Goal of the exercise:
Although the entries contain pictures, only their text goes into the copy, set down exactly.

[Natural language region descriptions]
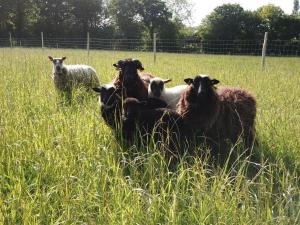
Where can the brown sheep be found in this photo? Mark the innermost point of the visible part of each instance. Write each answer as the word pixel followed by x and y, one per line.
pixel 219 114
pixel 110 104
pixel 129 81
pixel 166 125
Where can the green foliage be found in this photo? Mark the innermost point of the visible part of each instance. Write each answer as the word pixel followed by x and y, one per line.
pixel 231 22
pixel 224 23
pixel 62 165
pixel 296 7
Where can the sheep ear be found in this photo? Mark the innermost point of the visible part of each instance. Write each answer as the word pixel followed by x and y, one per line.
pixel 98 89
pixel 214 81
pixel 188 81
pixel 139 65
pixel 143 103
pixel 167 81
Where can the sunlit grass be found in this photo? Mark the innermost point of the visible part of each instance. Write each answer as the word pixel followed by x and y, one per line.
pixel 62 165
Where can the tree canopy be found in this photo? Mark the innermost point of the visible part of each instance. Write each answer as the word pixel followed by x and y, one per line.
pixel 139 19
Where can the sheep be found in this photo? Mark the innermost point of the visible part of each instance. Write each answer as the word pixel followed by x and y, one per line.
pixel 129 81
pixel 220 114
pixel 171 96
pixel 66 77
pixel 110 104
pixel 166 124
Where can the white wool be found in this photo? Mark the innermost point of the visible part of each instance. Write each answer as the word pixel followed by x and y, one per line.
pixel 170 95
pixel 75 75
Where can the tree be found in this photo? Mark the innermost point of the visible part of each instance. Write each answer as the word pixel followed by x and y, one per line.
pixel 125 18
pixel 56 18
pixel 296 7
pixel 269 14
pixel 154 14
pixel 224 23
pixel 181 10
pixel 87 14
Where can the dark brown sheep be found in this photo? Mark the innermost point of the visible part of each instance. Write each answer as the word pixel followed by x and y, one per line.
pixel 129 81
pixel 164 124
pixel 219 114
pixel 110 104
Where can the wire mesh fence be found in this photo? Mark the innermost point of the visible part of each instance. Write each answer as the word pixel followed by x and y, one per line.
pixel 196 46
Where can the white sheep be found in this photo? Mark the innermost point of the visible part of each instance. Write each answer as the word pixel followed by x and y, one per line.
pixel 66 77
pixel 171 95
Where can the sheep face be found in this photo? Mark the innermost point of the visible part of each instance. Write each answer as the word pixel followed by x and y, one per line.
pixel 108 95
pixel 57 64
pixel 129 69
pixel 157 86
pixel 132 108
pixel 201 86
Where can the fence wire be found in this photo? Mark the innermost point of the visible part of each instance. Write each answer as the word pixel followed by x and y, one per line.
pixel 197 46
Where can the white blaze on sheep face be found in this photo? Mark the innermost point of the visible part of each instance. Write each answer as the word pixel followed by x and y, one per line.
pixel 57 64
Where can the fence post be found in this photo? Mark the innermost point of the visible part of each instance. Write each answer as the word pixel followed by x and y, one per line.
pixel 10 40
pixel 88 43
pixel 42 38
pixel 264 50
pixel 154 47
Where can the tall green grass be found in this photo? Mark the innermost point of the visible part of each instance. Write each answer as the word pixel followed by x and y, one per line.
pixel 62 165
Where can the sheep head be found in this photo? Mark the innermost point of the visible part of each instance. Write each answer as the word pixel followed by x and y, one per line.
pixel 108 95
pixel 128 69
pixel 58 64
pixel 132 108
pixel 156 86
pixel 201 86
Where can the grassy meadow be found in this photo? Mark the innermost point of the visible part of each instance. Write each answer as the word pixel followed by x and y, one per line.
pixel 61 164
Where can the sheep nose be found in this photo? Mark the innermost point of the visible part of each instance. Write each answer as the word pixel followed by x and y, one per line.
pixel 199 90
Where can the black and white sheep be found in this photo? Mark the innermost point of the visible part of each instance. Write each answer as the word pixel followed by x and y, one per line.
pixel 130 81
pixel 220 114
pixel 66 77
pixel 171 96
pixel 166 125
pixel 110 104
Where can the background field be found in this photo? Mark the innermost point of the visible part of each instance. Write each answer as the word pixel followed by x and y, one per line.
pixel 62 165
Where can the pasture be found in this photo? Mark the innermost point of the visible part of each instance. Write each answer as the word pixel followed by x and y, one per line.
pixel 62 165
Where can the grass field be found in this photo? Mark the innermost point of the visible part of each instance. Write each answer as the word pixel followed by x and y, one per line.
pixel 62 164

Solution to this exercise:
Where can the brown sheep be found in this photo? Mark the innermost point of the visible part of each instance. Write each answer as the word pixel followed by x and y, one per line.
pixel 219 114
pixel 110 104
pixel 129 81
pixel 166 125
Where can the green foliage be found in this photo? Mark the innermost point of the visible part of each instance. Write each answer as the word pixel followed by x and y, one per line.
pixel 231 22
pixel 224 23
pixel 62 165
pixel 296 7
Where can the sheep ear be found in this photo? Mark the innermost point of the visible part of each instance. Write each answer as the word pixel followed by x and y, one per line.
pixel 98 89
pixel 214 81
pixel 188 81
pixel 139 65
pixel 143 103
pixel 167 81
Where can the sunlit grass be found in this photo? Mark the innermost point of the visible part of each instance. Write each answer as the word pixel followed by x and y, one per line.
pixel 62 165
Where can the tree canopy be found in this photo? Mark the innermost point of the visible part of each instance. Write each answer as the word pixel followed by x and y, one per line.
pixel 139 19
Where can the sheep be found in this photo? Mark the innermost point of the visible part of each instance. Write each answer as the word pixel followed by x and y, one per line.
pixel 129 81
pixel 220 114
pixel 171 96
pixel 66 77
pixel 110 104
pixel 166 124
Where can the white wool be found in this photo? Mark the innermost point of the visible part of each instance. Write each answer as the word pixel followed by x and y, one per line.
pixel 170 95
pixel 75 75
Where can the tree be found in this photo? Mark the innermost point of the visible part of each instance. Write each answer as the word pixel followed by x and y, one per line.
pixel 125 18
pixel 56 18
pixel 296 7
pixel 269 14
pixel 154 14
pixel 224 23
pixel 181 10
pixel 87 14
Where can the dark brown sheep be found in this photo? Mark the innermost point of the visible part of each instance. Write each answer as the word pixel followed by x and y, one per line.
pixel 129 81
pixel 164 124
pixel 219 114
pixel 110 104
Where can the wire mesh fence be found in this photo? Mark the innermost point of the visible part of each instance. Write each answer as the word pixel followed by x and y, one per line.
pixel 196 46
Where can the white sheep be found in this photo? Mark the innermost point of the visible part of each instance. Write each answer as the word pixel followed by x and y, one per line.
pixel 66 77
pixel 171 95
Where can the sheep face be found in this photo? Mark the innermost point of the visible part of each instance. Write each answer as the word pixel followed by x and y, one per line.
pixel 108 95
pixel 57 64
pixel 129 69
pixel 157 86
pixel 132 108
pixel 201 86
Where can the fence wire be found in this photo? Mark the innermost point of the visible part of each instance. Write each answer as the word pixel followed by x and y, one per line.
pixel 197 46
Where can the white blaze on sheep face be found in this photo? Mark the innermost point of the visible part of each instance. Write each answer as the word pixel followed by x and y, one per line.
pixel 57 64
Where can the fence post be found in this photo? Mark the innermost point of the visible part of each instance. Write each answer as the word pixel followed by x and y, one per line.
pixel 10 40
pixel 88 43
pixel 42 38
pixel 264 50
pixel 154 47
Where can the tall green grass be found in this photo? Mark the innermost point of the visible part of each instance. Write each answer as the word pixel followed by x and y, one per line.
pixel 62 165
Where can the sheep head be found in this photo? Mark the innermost point of the visible part of each instance. Write each answer as the word pixel followed by x and y, one per line.
pixel 108 95
pixel 128 69
pixel 58 64
pixel 132 108
pixel 156 86
pixel 201 86
Where can the grassy meadow be found in this photo? Mark the innermost point of the visible part of each instance. Write each answer as the word pixel followed by x and y, one per line.
pixel 61 164
Where can the sheep nose be found in this photo? Mark the innermost point of the visible part of each instance. Write each answer as the word pixel followed by x and y, one per line.
pixel 199 90
Where can the black and white sheep be found in this photo? Mark the innermost point of the visible part of each instance. Write each answer as the word pixel followed by x and y, one per line.
pixel 130 81
pixel 220 114
pixel 66 77
pixel 171 96
pixel 166 125
pixel 110 104
Where can the background field be found in this photo? Mark the innermost point of the visible part of each instance. Write each answer as the word pixel followed by x and y, one per line.
pixel 62 165
Where can the pasture be found in this photo? Mark the innermost point of the visible part of each instance. Write each answer as the word pixel followed by x and y, one per line.
pixel 62 165
Where can the grass field be found in this photo? Mark the innermost point of the visible part of each instance. Write each answer as the word pixel followed by x and y, one per line.
pixel 62 164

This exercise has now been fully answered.